=== What this task involves ===
When you reach the line that contains "Can you see the burnt" in the data below, start reproducing lines exactly, and stop after the line that contains "Can you see the standing".

=== Data for processing ===
-----
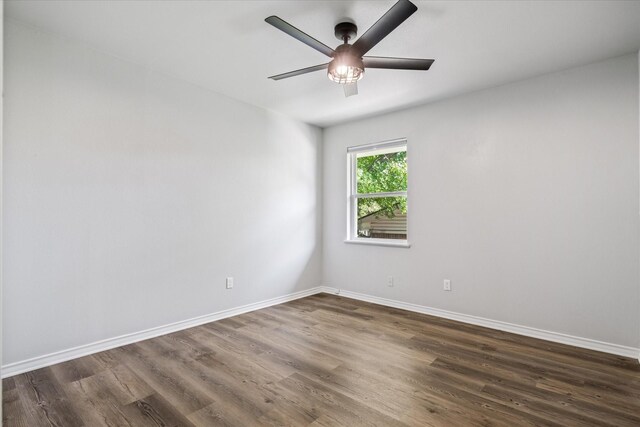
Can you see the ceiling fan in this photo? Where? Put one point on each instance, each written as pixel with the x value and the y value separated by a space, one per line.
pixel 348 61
-----
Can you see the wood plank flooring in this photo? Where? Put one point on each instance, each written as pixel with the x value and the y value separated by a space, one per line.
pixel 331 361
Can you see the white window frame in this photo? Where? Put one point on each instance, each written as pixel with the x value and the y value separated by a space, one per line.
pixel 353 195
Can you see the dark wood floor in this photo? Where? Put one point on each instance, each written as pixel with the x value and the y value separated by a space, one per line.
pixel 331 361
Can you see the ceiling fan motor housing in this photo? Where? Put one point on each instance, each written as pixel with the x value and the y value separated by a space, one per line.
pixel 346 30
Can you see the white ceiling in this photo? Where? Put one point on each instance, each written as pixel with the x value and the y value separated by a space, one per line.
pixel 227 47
-----
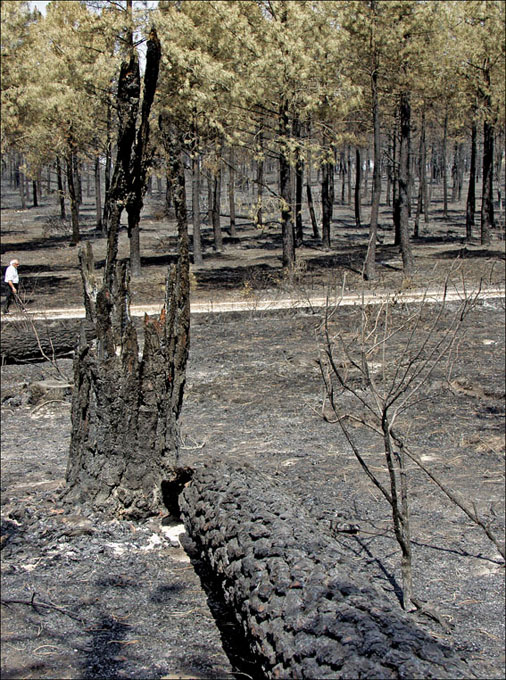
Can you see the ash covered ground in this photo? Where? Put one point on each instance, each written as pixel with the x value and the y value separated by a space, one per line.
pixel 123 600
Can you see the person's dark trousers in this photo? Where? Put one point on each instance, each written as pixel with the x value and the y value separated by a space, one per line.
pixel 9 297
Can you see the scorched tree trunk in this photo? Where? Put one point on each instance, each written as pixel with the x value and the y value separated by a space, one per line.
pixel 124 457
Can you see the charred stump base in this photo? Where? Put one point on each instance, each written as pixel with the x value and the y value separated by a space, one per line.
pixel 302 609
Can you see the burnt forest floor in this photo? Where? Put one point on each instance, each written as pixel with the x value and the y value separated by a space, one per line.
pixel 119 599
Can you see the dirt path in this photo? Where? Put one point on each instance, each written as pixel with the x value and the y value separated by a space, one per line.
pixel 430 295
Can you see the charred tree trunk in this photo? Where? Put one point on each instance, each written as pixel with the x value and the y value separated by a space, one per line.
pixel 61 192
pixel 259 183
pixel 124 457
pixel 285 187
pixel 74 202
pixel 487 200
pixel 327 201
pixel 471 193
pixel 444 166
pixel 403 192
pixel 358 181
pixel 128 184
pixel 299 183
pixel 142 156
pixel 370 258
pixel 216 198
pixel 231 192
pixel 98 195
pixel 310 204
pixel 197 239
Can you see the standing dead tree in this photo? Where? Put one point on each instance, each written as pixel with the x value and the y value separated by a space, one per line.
-----
=== Worked solution ===
Can you see the burnt forest floor in this photo? Where? Put one point on each instance, each written as pixel with the x value and the y value separated by a space, one per line.
pixel 119 599
Can you see the dirt path in this photo? Where? Put one point on each instance, each written as pixel with the x value and the y value separated by a space, one per line.
pixel 430 295
Can you see the charred tree trunk in this photo? Where? Put one point on each instance, each written as pixel with the x value and the y value separated by a space, one per line.
pixel 61 192
pixel 259 183
pixel 124 457
pixel 285 187
pixel 74 202
pixel 487 200
pixel 327 201
pixel 471 193
pixel 444 166
pixel 403 192
pixel 358 181
pixel 128 184
pixel 299 183
pixel 142 156
pixel 370 258
pixel 216 198
pixel 231 192
pixel 98 195
pixel 310 204
pixel 197 239
Can you see the standing dead tree in this photo? Where? Put one point on each instance, each written as pixel with the x value and the y value separated by a space, one per line.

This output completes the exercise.